Trecho para leitura
==============================

Varnhagen julga severamente o governador geral e até acusa-o de se ter apoderado dos roteiros e mais indicações para o descobrimento das minas. É mais provável que Julião da Costa tivesse entregue ao governador geral todos os papéis da expedição.

O fato é que, de posse dos roteiros e das indicações das duas primeiras tentativas, d. Francisco de Souza tratou de requerer e obteve do rei da Espanha todos os favores, concessões, privilégios, antes outorgados a Gabriel Soares de Souza, e muitos outros ainda, entre eles a promessa de ser feito marquês das Minas, se tal ouro ou prata fosse descoberto. Este título sintetiza a época, caracteriza o rei e define o governo de d. Francisco de Souza. Ele procurava honras e rendas, o rei precisava de ouro para as suas guerras na Europa.

Ao mesmo tempo que, pelos roteiros, tivera conhecimento da existência de minas de ouro e prata nas nascenças do Rio S. Francisco, também tivera notícia certa e segura que, desde a vila de S. Paulo, homens que resistiam às sezões e às onças, às agruras e às asperezas das selvas, que guerreavam e venciam os índios ferozes, faziam entradas ao sertão do alto S. Francisco, já tendo tocado era alguns de seus afluentes. Esses homens, partindo do Sul, seriam capazes de ir e chegar à Lagoa Dourada e voltar depois de descobrir as afamadas minas.

Desejando encontrar as minas de ouro e prata nas cabeceiras do Rio S. Francisco, e sentindo que obstáculos eram criados à gente de S. Paulo, impedindo-a de ir a essas cabeceiras, d. Francisco de Souza achou intempestiva a atitude de Jorge Correia, pressuroso recebeu os embargos opostos pela Câmara de S. Paulo à provisão expedida, atendeu aos "capítulos de acusação opostos pelas câmaras que lhe foram apresentados por Atanázio da Motta", e suspendeu Jorge Correia dos cargos de capitão-mor e ouvidor da Capitania de S. Vicente, emprazando-o a ir à cidade do Salvador para se defender na devassa, que contra ele mandou abrir.

==============================

Tarefa proposta 1
Responda às seguintes perguntas com base no trecho.
(a) Quem acusa o governador geral de se ter apoderado dos roteiros e mais indicações para o descobrimento das minas?
(b) Que título o rei da Espanha prometeu a d. Francisco de Souza caso o ouro ou a prata fosse descoberto?
(c) De quais cargos d. Francisco de Souza suspendeu Jorge Correia?
Tarefa proposta 2
Transcreva do trecho a parte entre "Varnhagen julga severamente" e "papéis da expedição.", inclusive.

==============================

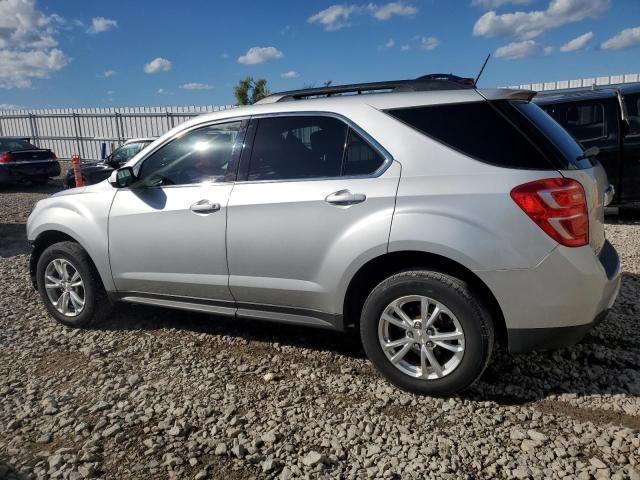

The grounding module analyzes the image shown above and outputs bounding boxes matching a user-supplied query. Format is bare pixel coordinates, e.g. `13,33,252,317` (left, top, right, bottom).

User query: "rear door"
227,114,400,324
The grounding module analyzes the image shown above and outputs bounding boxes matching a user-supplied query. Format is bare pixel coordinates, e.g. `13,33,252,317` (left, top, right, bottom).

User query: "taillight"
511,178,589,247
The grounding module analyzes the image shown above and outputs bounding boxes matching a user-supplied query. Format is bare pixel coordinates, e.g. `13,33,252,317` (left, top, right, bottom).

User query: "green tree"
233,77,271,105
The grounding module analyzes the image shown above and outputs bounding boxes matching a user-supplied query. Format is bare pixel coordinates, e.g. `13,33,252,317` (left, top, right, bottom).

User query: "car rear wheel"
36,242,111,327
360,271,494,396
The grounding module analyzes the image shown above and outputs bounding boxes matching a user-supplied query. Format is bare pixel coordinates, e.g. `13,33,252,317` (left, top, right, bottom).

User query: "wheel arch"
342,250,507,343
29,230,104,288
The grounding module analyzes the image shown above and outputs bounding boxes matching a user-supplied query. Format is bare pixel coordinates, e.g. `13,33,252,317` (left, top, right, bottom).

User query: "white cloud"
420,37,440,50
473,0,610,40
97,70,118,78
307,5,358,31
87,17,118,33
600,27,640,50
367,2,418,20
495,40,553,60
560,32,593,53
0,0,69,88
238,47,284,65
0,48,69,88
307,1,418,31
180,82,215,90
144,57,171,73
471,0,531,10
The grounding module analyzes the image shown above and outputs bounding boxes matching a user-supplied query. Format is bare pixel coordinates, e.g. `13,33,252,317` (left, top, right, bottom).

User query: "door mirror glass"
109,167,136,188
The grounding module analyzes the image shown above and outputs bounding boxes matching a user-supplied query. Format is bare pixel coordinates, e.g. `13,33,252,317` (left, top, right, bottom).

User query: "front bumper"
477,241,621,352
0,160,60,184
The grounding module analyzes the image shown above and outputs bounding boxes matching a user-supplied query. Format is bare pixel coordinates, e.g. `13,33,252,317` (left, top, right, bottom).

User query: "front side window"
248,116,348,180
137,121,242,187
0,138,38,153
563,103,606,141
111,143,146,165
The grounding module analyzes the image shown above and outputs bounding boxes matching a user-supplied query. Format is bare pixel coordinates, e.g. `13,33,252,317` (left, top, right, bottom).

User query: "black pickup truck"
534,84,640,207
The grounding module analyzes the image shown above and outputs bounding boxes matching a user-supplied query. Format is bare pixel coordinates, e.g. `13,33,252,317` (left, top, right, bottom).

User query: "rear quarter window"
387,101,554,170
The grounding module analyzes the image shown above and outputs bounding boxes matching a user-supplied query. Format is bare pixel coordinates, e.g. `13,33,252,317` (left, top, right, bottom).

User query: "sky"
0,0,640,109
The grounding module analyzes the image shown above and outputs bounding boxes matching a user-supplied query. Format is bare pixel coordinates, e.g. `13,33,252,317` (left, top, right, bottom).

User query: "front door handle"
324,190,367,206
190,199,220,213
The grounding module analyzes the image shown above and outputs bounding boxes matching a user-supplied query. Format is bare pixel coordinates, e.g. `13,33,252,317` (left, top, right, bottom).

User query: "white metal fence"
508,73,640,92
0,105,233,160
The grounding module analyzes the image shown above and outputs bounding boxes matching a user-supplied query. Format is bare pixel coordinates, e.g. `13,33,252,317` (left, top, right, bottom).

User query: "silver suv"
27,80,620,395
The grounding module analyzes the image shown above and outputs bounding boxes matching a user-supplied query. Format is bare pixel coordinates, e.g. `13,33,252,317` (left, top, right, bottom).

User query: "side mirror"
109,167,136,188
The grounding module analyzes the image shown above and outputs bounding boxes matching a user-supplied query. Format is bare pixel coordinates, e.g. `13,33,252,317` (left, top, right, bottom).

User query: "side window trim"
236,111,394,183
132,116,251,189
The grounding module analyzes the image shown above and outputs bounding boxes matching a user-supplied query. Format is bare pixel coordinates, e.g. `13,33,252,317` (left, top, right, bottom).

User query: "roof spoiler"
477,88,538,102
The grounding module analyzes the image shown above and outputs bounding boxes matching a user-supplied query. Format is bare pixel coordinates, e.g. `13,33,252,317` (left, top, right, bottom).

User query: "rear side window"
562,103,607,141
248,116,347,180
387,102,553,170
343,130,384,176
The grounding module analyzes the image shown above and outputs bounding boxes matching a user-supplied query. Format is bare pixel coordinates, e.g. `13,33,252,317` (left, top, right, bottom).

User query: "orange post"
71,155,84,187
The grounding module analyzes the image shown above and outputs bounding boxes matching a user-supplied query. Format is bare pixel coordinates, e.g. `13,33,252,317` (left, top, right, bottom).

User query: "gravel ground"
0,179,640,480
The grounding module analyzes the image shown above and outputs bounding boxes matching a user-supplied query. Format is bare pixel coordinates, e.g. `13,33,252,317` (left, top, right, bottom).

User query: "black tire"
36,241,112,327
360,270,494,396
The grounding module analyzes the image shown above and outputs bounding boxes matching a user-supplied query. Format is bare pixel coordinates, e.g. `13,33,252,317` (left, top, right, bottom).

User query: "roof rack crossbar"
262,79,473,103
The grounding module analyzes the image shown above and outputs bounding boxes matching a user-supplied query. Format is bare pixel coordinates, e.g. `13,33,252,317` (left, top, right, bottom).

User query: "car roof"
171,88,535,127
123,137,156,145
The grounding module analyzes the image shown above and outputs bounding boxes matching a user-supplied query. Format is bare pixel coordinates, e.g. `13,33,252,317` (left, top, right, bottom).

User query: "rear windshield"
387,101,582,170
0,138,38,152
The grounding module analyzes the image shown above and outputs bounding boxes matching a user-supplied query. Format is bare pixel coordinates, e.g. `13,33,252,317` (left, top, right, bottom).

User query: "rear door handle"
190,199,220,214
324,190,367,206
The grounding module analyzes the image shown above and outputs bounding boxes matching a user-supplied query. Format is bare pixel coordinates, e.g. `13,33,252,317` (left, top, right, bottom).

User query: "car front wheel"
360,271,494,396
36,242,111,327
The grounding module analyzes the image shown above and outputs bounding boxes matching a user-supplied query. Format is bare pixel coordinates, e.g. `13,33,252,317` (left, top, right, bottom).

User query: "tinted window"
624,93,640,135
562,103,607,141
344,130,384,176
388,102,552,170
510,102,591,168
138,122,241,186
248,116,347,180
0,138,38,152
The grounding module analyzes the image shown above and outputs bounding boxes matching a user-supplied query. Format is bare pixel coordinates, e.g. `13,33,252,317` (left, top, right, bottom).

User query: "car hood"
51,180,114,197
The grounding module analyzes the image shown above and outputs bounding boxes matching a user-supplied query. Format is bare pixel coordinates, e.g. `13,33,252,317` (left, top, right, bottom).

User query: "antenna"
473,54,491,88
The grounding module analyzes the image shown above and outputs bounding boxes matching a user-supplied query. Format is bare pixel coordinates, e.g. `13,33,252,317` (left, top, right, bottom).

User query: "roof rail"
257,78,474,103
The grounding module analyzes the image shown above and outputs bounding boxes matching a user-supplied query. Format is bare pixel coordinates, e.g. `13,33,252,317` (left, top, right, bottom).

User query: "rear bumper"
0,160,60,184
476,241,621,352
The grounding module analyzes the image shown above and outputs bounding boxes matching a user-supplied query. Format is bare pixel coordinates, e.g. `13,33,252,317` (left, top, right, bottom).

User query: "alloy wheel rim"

==============================

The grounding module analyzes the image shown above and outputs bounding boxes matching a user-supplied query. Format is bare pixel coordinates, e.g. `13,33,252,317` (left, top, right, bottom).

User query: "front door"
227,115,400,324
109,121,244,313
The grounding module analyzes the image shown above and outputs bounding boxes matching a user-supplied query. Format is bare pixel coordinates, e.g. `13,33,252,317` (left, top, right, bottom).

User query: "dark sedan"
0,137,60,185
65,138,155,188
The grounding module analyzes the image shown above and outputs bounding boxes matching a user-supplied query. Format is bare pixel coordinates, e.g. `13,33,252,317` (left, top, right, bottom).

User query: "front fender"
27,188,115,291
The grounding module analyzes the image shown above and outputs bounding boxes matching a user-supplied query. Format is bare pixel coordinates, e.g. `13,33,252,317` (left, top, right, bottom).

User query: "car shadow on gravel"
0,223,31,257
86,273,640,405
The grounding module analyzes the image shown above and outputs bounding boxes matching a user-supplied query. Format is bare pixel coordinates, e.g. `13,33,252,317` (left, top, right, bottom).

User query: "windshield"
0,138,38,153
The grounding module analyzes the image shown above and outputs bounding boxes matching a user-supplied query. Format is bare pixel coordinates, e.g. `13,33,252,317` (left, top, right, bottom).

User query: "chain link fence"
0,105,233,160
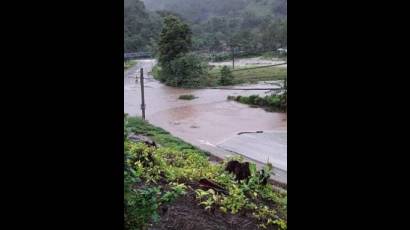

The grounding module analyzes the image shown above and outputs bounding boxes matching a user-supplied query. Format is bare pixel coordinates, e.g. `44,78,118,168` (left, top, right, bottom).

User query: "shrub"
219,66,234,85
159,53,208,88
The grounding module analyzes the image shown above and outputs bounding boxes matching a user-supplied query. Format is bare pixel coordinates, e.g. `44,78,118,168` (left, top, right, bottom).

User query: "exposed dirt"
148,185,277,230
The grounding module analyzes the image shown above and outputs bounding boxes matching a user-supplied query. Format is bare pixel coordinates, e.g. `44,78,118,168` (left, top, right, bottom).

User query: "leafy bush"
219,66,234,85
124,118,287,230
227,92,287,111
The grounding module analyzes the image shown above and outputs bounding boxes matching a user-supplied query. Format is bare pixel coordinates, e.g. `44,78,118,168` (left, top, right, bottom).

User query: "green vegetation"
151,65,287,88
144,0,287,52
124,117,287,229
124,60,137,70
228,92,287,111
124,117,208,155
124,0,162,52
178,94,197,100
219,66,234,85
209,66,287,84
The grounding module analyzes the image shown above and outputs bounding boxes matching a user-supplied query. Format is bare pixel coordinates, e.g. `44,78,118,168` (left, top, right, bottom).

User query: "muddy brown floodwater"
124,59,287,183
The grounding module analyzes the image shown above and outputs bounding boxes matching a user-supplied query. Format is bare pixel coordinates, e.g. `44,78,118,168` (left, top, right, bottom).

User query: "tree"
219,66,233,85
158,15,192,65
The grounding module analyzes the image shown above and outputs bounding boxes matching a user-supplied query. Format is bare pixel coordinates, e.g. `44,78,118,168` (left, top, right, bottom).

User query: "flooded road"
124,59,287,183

==============================

Resposta da tarefa 1
(a) Varnhagen.
(b) O título de marquês das Minas.
(c) Dos cargos de capitão-mor e ouvidor da Capitania de S. Vicente.

Resposta da tarefa 2
Varnhagen julga severamente o governador geral e até acusa-o de se ter apoderado dos roteiros e mais indicações para o descobrimento das minas. É mais provável que Julião da Costa tivesse entregue ao governador geral todos os papéis da expedição.